● **Given instruction**
From the entries below, pick out each line that includes the string "white" and copy those lines in their original order.

● **Records provided**
** BEGIN **

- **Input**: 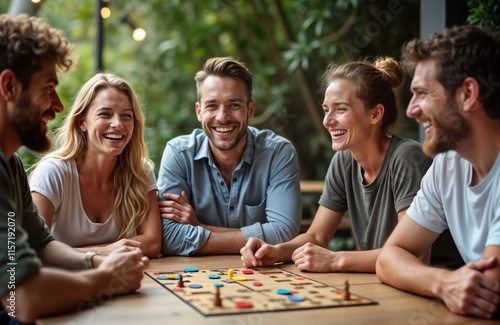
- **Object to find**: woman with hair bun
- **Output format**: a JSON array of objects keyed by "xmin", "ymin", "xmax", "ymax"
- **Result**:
[{"xmin": 241, "ymin": 57, "xmax": 460, "ymax": 273}]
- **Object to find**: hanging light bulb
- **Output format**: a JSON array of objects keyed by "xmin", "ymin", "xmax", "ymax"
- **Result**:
[{"xmin": 132, "ymin": 28, "xmax": 146, "ymax": 42}]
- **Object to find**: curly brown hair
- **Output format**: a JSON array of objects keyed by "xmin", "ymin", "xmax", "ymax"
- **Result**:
[
  {"xmin": 401, "ymin": 25, "xmax": 500, "ymax": 119},
  {"xmin": 0, "ymin": 14, "xmax": 76, "ymax": 89},
  {"xmin": 323, "ymin": 57, "xmax": 404, "ymax": 133}
]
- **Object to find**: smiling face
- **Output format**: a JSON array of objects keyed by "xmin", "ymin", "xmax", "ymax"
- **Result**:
[
  {"xmin": 79, "ymin": 88, "xmax": 134, "ymax": 156},
  {"xmin": 11, "ymin": 60, "xmax": 63, "ymax": 152},
  {"xmin": 323, "ymin": 79, "xmax": 371, "ymax": 151},
  {"xmin": 196, "ymin": 76, "xmax": 255, "ymax": 151},
  {"xmin": 406, "ymin": 59, "xmax": 470, "ymax": 155}
]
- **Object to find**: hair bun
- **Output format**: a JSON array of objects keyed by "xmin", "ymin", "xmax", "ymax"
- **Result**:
[{"xmin": 374, "ymin": 56, "xmax": 404, "ymax": 88}]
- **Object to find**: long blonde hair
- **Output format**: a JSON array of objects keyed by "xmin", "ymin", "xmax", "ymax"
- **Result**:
[{"xmin": 33, "ymin": 73, "xmax": 154, "ymax": 240}]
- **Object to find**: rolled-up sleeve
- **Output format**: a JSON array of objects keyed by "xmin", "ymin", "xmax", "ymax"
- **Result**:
[{"xmin": 241, "ymin": 142, "xmax": 302, "ymax": 245}]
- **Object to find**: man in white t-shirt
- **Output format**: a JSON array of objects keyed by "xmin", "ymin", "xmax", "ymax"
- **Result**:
[{"xmin": 377, "ymin": 26, "xmax": 500, "ymax": 318}]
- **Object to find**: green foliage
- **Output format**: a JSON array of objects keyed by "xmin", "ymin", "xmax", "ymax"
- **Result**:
[
  {"xmin": 11, "ymin": 0, "xmax": 420, "ymax": 179},
  {"xmin": 467, "ymin": 0, "xmax": 500, "ymax": 31}
]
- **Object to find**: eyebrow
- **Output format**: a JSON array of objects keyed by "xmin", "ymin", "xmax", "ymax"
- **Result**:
[
  {"xmin": 96, "ymin": 106, "xmax": 134, "ymax": 112},
  {"xmin": 323, "ymin": 102, "xmax": 352, "ymax": 107}
]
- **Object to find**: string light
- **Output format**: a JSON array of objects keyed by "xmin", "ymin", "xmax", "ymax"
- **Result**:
[
  {"xmin": 101, "ymin": 7, "xmax": 111, "ymax": 19},
  {"xmin": 132, "ymin": 28, "xmax": 146, "ymax": 42}
]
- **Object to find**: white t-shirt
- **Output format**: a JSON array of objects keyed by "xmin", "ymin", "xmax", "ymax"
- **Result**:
[
  {"xmin": 406, "ymin": 151, "xmax": 500, "ymax": 263},
  {"xmin": 30, "ymin": 158, "xmax": 157, "ymax": 247}
]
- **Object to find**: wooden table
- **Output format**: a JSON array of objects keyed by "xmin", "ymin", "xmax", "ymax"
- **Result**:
[{"xmin": 37, "ymin": 255, "xmax": 498, "ymax": 325}]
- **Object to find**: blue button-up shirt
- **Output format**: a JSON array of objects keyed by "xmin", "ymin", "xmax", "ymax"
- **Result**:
[{"xmin": 158, "ymin": 127, "xmax": 302, "ymax": 255}]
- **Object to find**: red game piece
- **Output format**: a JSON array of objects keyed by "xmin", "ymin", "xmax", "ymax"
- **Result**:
[{"xmin": 234, "ymin": 301, "xmax": 253, "ymax": 309}]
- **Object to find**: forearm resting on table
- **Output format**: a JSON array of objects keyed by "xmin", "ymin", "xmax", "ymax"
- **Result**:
[
  {"xmin": 376, "ymin": 246, "xmax": 449, "ymax": 296},
  {"xmin": 2, "ymin": 267, "xmax": 111, "ymax": 323},
  {"xmin": 196, "ymin": 230, "xmax": 246, "ymax": 255}
]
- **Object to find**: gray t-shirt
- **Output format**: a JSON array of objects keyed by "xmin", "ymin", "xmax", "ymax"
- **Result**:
[{"xmin": 319, "ymin": 135, "xmax": 432, "ymax": 250}]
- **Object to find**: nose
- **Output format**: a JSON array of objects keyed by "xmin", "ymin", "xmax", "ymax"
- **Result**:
[
  {"xmin": 51, "ymin": 91, "xmax": 64, "ymax": 113},
  {"xmin": 323, "ymin": 111, "xmax": 337, "ymax": 129},
  {"xmin": 111, "ymin": 113, "xmax": 123, "ymax": 128},
  {"xmin": 217, "ymin": 105, "xmax": 231, "ymax": 122},
  {"xmin": 406, "ymin": 96, "xmax": 422, "ymax": 118}
]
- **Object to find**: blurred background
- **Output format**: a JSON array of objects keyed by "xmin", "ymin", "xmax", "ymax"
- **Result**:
[{"xmin": 0, "ymin": 0, "xmax": 500, "ymax": 243}]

** END **

● **Reply**
- **Object to find**: man in white t-shirt
- **Object to find**: white t-shirt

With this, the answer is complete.